Metin bloğu »
______

Site icon Alomaliye.com Güncel Mevzuat, Muhasebe, Ekonomi, Vergi, SGK Haberleri

Kanuni Temsilci Müteselsil Sorumluluk Yargı Kararı

Kanuni Temsilci Müteselsil Sorumluluk Yargı Kararı

T.C.

DANIŞTAY

Üçüncü Daire

Esas No: 2012/997

Karar No: 2015/3175

Anahtar Kelimeler : Kanuni Temsilci, Müteselsil Sorumluluk, Anayasa Mahkemesi İptal Kararı, Kamu Alacağı

Özeti : Kanuni temsilcilik görevi sona erdikten sonra limited şirkete ait defter ve belgelerin ibraz edilmeme eylemi nedeniyle şirket tüzel kişiliği adına salınan vergi ve kesilen cezalardan, 213 sayılı Vergi Usul Kanunu’nun 10’uncu maddesi uyarınca sorumlu tutulamayacak olan davacının, Anayasa Mahkemesince iptal edilen 6183 sayılı Amme Alacaklarının Tahsil Usulü Hakkında Kanun’un 35’inci maddesinin 5’inci fıkrası uyarınca da sorumluluğundan söz edilemeyeceği hakkında.

Temyiz Eden: …

Vekili : Av. …

Karşı Taraf : Susurluk Vergi Dairesi Müdürlüğü

İstemin Özeti: Davacı adına, … Petrol Ürünleri Ticaret limited Şirketinin 2008 yılı vergi ziyaı cezalı kurumlar vergisi ve gecikme zammından oluşan borçlarının tahsili amacıyla kanuni temsilci sıfatıyla düzenlenen 21.01.2011 gün ve 1 takip numaralı ödeme emrinin iptali istemiyle dava açılmıştır. Balıkesir Vergi Mahkemesi 26.10.2011 gün ve E:2011/329, K:2011/884 sayılı kararıyla; davacının 16.01.2008-12.03.2009 tarihleri arasında şirketin kanuni temsilcisi olduğu, 17.06.2009 tarihinde tebliğ edilen yazı de istenmesine rağmen defter ve belgelerin ibraz edilmemesi nedeniyle yapılan inceleme sonucu salınan cezalı vergi dolayısıyla Vergi Usul Kanun’un 10’uncu maddesi uyarınca davacının sorumluluğunun bulunmadığı ancak, 6183 sayılı Amme Alacaklarının Tahsil Usulü Hakkında Kanun’un Mükerrer 35’inci maddesinin beşinci fıkrası uyarınca amme alacağının doğduğu zamanlarda kanuni temsilci olması nedeniyle şirketin borcundan müteselsil sorumlu tutularak takip edilmesinde yasaya aykırılık bulunmadığı gerekçesiyle davayı reddetmiştir. Davacı tarafından, 2008 yılı sonu itibariyle şirketle ilgisini kestiği, kanuni temsilci olduğu dönemde bütün vergi ödevlerini yerine getirdiği, kanuni temsilci olmadığı tarihte defter ve belgeleri sunmasının mümkün olmadığı ileri sürülerek kararın bozulması istenmiştir.

______

Veri kayıtları »
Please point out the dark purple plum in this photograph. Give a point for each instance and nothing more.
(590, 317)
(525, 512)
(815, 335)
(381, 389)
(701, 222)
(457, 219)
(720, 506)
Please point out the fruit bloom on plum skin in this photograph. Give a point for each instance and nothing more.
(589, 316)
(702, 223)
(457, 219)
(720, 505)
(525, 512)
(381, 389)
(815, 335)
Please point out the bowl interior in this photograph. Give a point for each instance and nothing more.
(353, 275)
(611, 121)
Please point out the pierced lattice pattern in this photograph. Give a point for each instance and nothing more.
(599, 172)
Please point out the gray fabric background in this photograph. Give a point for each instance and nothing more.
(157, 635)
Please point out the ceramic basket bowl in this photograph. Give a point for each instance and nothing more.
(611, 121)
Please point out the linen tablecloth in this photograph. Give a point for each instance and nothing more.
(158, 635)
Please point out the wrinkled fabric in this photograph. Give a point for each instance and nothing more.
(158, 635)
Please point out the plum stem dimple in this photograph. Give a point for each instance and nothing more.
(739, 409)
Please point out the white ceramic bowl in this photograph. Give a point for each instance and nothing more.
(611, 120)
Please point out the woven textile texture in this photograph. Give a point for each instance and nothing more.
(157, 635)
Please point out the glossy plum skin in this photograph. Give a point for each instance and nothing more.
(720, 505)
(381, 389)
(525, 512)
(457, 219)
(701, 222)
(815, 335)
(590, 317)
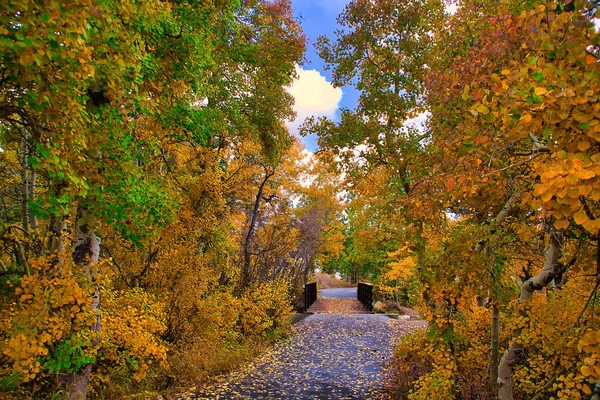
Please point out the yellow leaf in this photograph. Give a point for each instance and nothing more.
(583, 146)
(539, 190)
(561, 224)
(546, 196)
(481, 108)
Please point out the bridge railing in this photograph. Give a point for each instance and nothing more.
(365, 294)
(310, 294)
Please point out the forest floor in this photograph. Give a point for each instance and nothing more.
(339, 352)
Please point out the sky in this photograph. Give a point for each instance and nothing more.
(313, 91)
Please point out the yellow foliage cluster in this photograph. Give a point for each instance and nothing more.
(130, 339)
(264, 307)
(48, 307)
(396, 277)
(562, 354)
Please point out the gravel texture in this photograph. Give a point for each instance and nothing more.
(329, 356)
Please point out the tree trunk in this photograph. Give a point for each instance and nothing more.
(495, 328)
(24, 183)
(85, 255)
(537, 282)
(495, 347)
(245, 278)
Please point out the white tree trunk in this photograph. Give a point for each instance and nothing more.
(537, 282)
(85, 255)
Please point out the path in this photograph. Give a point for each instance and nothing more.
(329, 356)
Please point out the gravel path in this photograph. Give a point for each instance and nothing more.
(338, 293)
(329, 356)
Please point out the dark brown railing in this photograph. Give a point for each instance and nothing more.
(364, 293)
(310, 294)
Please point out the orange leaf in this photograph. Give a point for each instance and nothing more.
(585, 174)
(561, 224)
(526, 118)
(590, 59)
(580, 217)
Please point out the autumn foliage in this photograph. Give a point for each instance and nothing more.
(487, 217)
(146, 173)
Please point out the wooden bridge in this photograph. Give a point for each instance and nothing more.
(357, 300)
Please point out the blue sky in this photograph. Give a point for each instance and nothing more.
(313, 91)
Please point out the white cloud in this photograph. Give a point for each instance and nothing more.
(333, 6)
(314, 95)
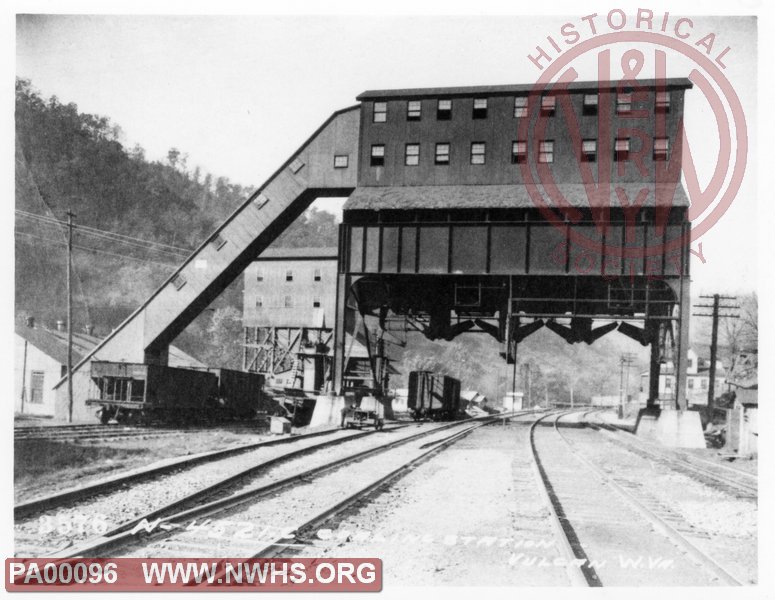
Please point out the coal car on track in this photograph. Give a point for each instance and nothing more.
(433, 396)
(136, 392)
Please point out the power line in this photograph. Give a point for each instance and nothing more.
(119, 237)
(86, 248)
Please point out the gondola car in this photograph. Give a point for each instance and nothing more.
(433, 396)
(135, 392)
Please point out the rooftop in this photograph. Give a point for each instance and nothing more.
(524, 88)
(324, 253)
(54, 343)
(498, 196)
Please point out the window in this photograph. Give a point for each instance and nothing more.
(378, 155)
(589, 150)
(477, 153)
(412, 155)
(413, 110)
(662, 102)
(548, 104)
(178, 281)
(380, 112)
(520, 106)
(622, 149)
(217, 241)
(590, 105)
(444, 110)
(442, 154)
(480, 108)
(36, 387)
(546, 151)
(661, 148)
(518, 152)
(623, 103)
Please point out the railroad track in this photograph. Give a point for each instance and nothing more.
(34, 506)
(580, 503)
(176, 528)
(116, 432)
(741, 484)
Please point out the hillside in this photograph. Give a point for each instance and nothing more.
(137, 220)
(158, 211)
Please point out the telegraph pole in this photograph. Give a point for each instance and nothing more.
(715, 315)
(70, 217)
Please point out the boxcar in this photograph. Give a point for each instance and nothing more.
(433, 396)
(240, 394)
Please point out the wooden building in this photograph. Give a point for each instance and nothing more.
(497, 209)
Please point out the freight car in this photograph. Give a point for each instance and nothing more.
(433, 396)
(135, 392)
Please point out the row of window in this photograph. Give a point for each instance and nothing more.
(316, 276)
(287, 302)
(478, 154)
(624, 103)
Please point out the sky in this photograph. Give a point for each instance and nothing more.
(238, 94)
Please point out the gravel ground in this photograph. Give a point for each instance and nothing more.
(92, 516)
(84, 520)
(716, 455)
(244, 530)
(41, 466)
(470, 516)
(722, 527)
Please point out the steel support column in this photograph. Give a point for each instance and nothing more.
(654, 370)
(682, 346)
(338, 367)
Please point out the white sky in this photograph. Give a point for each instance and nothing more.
(238, 94)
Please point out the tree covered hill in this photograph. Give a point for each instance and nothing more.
(160, 210)
(68, 160)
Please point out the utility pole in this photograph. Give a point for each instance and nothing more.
(715, 315)
(70, 217)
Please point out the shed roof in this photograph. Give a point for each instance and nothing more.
(523, 88)
(54, 344)
(323, 253)
(499, 196)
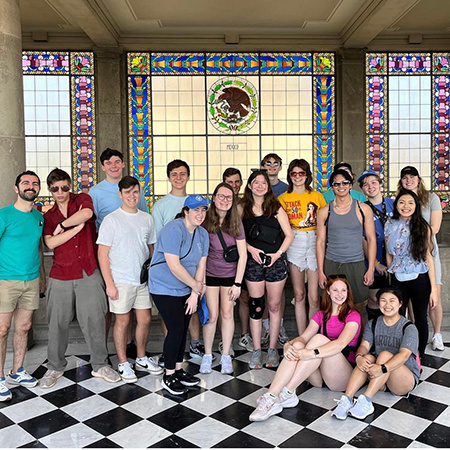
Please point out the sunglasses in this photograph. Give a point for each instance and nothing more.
(298, 174)
(228, 198)
(64, 188)
(337, 276)
(339, 183)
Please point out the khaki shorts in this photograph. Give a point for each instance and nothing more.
(130, 297)
(18, 294)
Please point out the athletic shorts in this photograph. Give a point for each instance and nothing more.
(256, 272)
(130, 297)
(302, 252)
(355, 276)
(217, 281)
(19, 294)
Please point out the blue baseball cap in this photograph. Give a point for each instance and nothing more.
(195, 201)
(366, 173)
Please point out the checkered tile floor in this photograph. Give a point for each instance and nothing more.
(82, 411)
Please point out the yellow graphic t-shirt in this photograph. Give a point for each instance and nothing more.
(302, 209)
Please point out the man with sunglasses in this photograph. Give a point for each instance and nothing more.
(339, 246)
(75, 285)
(21, 277)
(273, 164)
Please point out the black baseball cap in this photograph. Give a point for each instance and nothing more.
(409, 170)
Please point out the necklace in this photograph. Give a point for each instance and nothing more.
(344, 208)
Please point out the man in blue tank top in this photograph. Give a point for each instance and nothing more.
(340, 227)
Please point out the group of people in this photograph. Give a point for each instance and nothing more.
(111, 257)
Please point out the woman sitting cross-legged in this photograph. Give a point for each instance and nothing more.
(386, 357)
(325, 352)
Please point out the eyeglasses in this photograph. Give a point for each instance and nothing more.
(336, 277)
(55, 189)
(298, 174)
(339, 183)
(228, 198)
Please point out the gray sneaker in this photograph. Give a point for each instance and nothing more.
(341, 410)
(50, 378)
(256, 360)
(273, 358)
(362, 408)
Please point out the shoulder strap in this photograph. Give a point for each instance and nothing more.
(221, 239)
(189, 251)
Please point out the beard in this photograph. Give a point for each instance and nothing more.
(29, 195)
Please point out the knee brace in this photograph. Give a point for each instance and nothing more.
(256, 307)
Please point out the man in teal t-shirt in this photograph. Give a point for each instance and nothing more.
(20, 267)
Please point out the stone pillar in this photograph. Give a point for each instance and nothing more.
(351, 108)
(12, 141)
(109, 103)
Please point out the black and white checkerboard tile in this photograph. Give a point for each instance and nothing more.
(83, 411)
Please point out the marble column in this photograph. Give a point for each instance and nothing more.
(351, 108)
(110, 103)
(12, 141)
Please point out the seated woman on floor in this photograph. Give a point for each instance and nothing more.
(325, 352)
(387, 356)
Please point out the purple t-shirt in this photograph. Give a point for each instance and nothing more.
(216, 266)
(335, 327)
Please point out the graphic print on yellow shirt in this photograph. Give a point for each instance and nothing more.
(302, 209)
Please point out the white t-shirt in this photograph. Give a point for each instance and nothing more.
(128, 235)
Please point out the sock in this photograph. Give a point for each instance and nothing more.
(287, 391)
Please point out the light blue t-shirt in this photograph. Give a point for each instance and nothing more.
(330, 195)
(105, 196)
(20, 233)
(165, 210)
(176, 240)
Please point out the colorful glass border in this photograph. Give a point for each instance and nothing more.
(80, 67)
(143, 65)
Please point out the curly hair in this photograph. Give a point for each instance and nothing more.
(232, 221)
(326, 304)
(303, 164)
(420, 232)
(270, 205)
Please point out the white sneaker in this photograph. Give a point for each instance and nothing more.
(267, 406)
(221, 349)
(126, 372)
(437, 343)
(227, 365)
(205, 366)
(149, 365)
(288, 400)
(246, 341)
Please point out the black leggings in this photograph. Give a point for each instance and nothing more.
(418, 291)
(173, 312)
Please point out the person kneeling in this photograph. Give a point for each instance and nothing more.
(387, 356)
(325, 352)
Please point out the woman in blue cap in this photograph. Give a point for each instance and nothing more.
(176, 281)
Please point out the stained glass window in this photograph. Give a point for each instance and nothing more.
(216, 110)
(407, 116)
(59, 106)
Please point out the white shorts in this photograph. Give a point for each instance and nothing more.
(130, 297)
(302, 252)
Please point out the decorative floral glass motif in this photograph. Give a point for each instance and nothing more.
(71, 78)
(416, 130)
(216, 110)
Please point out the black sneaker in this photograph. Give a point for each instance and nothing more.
(173, 385)
(186, 378)
(131, 350)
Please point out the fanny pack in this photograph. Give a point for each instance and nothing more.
(230, 254)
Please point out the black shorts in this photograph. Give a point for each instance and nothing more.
(256, 272)
(379, 282)
(217, 281)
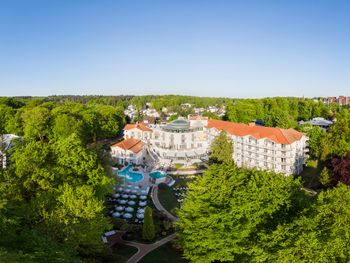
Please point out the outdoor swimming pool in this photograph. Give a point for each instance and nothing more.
(130, 176)
(157, 174)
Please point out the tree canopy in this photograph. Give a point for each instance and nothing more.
(229, 208)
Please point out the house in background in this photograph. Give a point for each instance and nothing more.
(6, 142)
(129, 151)
(320, 122)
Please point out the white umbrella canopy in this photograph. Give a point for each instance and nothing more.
(116, 214)
(122, 202)
(129, 209)
(140, 216)
(143, 203)
(119, 208)
(141, 211)
(127, 215)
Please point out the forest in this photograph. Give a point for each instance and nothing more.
(52, 194)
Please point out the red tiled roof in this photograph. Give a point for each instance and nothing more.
(131, 144)
(139, 126)
(278, 135)
(198, 118)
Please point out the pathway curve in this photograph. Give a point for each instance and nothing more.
(142, 249)
(159, 206)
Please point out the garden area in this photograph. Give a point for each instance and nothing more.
(169, 196)
(311, 174)
(164, 254)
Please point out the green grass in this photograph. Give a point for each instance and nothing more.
(167, 198)
(311, 174)
(164, 254)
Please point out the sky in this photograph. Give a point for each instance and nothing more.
(203, 48)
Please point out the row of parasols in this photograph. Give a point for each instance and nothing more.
(128, 215)
(132, 196)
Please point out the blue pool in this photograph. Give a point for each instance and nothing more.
(157, 174)
(130, 176)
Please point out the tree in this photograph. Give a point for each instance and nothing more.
(173, 117)
(320, 234)
(36, 123)
(315, 135)
(326, 177)
(77, 219)
(229, 208)
(221, 149)
(341, 169)
(336, 143)
(148, 230)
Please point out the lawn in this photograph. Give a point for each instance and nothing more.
(121, 254)
(167, 198)
(311, 174)
(164, 254)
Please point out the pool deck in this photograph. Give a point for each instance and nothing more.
(143, 182)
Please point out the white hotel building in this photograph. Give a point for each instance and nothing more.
(188, 141)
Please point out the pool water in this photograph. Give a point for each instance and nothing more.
(130, 176)
(157, 174)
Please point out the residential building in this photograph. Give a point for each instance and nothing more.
(188, 141)
(267, 148)
(131, 151)
(6, 142)
(318, 121)
(137, 131)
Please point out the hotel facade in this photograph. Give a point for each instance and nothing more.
(188, 141)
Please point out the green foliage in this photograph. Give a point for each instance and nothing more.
(221, 149)
(36, 123)
(315, 135)
(173, 117)
(148, 228)
(228, 208)
(326, 177)
(336, 143)
(51, 197)
(77, 219)
(321, 234)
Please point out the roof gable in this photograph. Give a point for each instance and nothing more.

______

Kısa alıştırma » Danıştay kararı metninde “Özeti : Kanuni” sözlerinden “söz edilemeyeceği hakkında.” sözlerine kadar olan her şeyi, “limited şirkete” ifadesini “anonim şirkete” ile değiştirerek yeniden yazar mısın? Verilerin bu işle hiçbir ilgisi yoktur.

Beklenen cevap »
Özeti : Kanuni temsilcilik görevi sona erdikten sonra anonim şirkete ait defter ve belgelerin ibraz edilmeme eylemi nedeniyle şirket tüzel kişiliği adına salınan vergi ve kesilen cezalardan, 213 sayılı Vergi Usul Kanunu’nun 10’uncu maddesi uyarınca sorumlu tutulamayacak olan davacının, Anayasa Mahkemesince iptal edilen 6183 sayılı Amme Alacaklarının Tahsil Usulü Hakkında Kanun’un 35’inci maddesinin 5’inci fıkrası uyarınca da sorumluluğundan söz edilemeyeceği hakkında.